*Work instruction*: Every line from the one bearing "Target: white blossom" through the last line of the entries should be printed exactly, with no other output.

(Natural language region descriptions)
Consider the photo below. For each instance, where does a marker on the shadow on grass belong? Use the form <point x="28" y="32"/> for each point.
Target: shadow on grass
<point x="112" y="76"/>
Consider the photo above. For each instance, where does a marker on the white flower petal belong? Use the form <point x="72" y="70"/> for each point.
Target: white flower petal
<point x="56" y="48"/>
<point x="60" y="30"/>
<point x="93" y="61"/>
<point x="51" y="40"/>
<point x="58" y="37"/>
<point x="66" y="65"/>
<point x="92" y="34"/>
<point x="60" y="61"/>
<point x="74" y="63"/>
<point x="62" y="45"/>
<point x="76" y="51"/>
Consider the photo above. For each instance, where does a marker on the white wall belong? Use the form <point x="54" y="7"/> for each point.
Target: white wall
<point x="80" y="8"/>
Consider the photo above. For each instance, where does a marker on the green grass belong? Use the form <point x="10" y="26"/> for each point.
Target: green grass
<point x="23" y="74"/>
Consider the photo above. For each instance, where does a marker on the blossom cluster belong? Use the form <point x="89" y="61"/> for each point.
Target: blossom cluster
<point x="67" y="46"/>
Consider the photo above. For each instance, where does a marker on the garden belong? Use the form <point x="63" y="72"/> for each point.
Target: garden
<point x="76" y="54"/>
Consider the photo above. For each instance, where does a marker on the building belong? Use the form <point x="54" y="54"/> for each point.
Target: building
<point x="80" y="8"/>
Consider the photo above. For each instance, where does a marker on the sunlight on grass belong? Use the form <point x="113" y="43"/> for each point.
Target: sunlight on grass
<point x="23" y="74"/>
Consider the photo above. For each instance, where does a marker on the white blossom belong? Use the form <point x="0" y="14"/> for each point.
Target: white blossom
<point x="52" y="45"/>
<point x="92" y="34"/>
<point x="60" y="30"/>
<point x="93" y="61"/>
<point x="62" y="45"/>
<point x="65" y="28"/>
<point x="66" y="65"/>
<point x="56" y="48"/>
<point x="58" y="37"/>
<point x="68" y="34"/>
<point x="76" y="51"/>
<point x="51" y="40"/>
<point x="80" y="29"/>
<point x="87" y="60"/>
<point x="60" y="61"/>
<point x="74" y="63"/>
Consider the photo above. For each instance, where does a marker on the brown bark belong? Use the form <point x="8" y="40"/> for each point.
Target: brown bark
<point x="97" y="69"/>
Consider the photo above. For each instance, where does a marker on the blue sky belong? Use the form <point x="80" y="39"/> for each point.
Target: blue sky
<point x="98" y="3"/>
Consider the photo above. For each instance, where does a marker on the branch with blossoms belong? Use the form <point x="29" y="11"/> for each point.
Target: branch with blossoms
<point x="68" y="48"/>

*Answer section*:
Target: white blossom
<point x="52" y="45"/>
<point x="92" y="34"/>
<point x="60" y="30"/>
<point x="93" y="61"/>
<point x="62" y="45"/>
<point x="65" y="28"/>
<point x="66" y="65"/>
<point x="56" y="48"/>
<point x="58" y="37"/>
<point x="68" y="34"/>
<point x="76" y="51"/>
<point x="51" y="40"/>
<point x="80" y="29"/>
<point x="87" y="60"/>
<point x="60" y="61"/>
<point x="74" y="63"/>
Consider the photo above. For each instance, where does a marker on the brown bark belong? Use the form <point x="8" y="40"/> for each point.
Target: brown bark
<point x="97" y="69"/>
Consider the photo above. For each instance, where does a marker on the blue sky belong? Use the form <point x="80" y="39"/> for each point.
Target: blue sky
<point x="98" y="3"/>
Consider the photo above. For each instance, where does a marker on the branch with blossoms belong? Use the form <point x="29" y="11"/> for each point.
Target: branch with blossoms
<point x="68" y="48"/>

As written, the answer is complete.